*指示*.
以下の本文について、次の問いに答えよ。
(a) 通信大手のどの事業に課題があるとされているか。
(b) 数値データはどのように掲載されているか。
(c) 事例の内容が変更されているのはどのような問題によるか。

通信大手のドローン事業、既存市場での差別化とブランドイメージ確立に課題

競合との差別化を戦略的に設計し、ブランドイメージの確立と差別化を実現

本ケーススタディスタディは、実際にあった事例をもとに組み立てられていますが、匿名性、NDA上の問題により、こちら側が提供した内容、かつ詳細データを掲載しないことを前提にし、意図がずれないように変更されております。また、数値データなどは、誇張がないよう低く掲載されていますので、実際のデータとは異なることがあります。

*提示資料*.
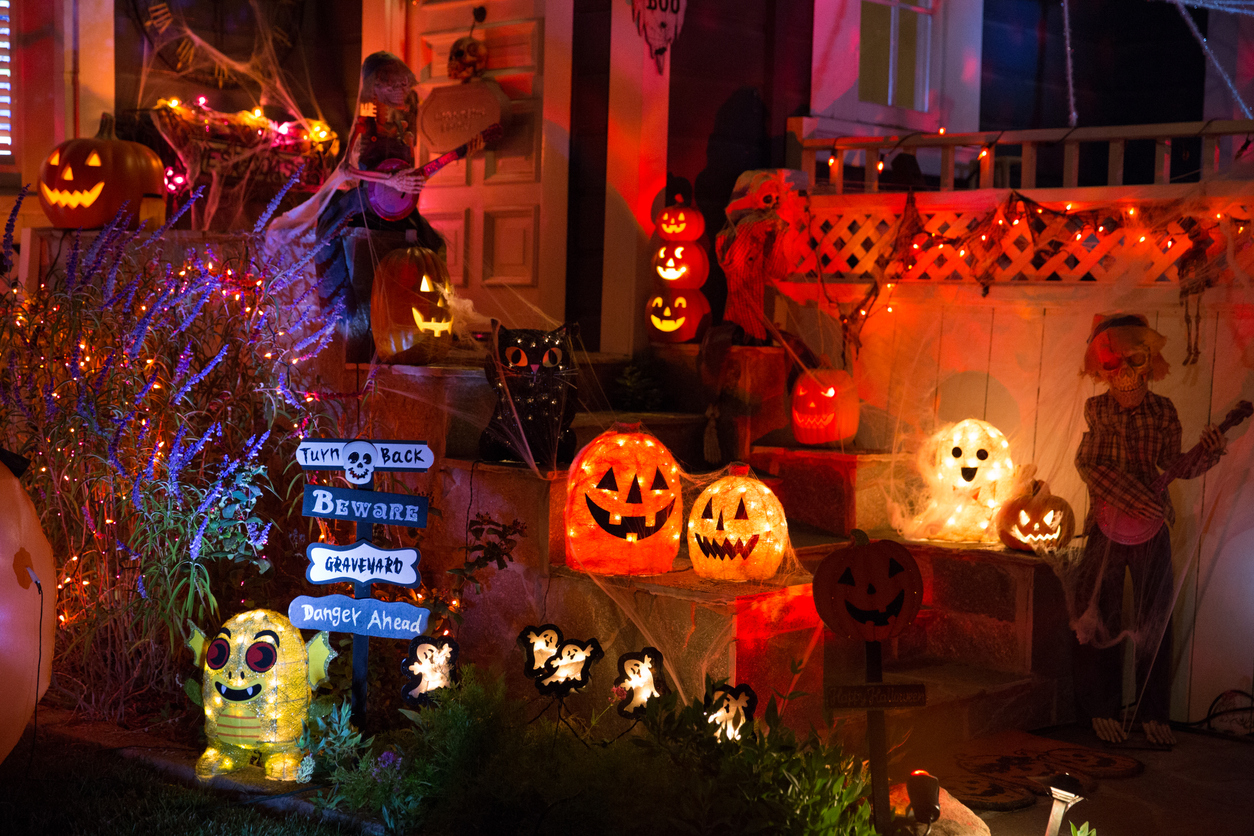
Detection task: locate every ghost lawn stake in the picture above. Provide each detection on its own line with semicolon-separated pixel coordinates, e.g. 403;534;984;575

*解答*.
(a) ドローン事業
(b) 誇張がないよう低く掲載されている。
(c) 匿名性とNDA上の問題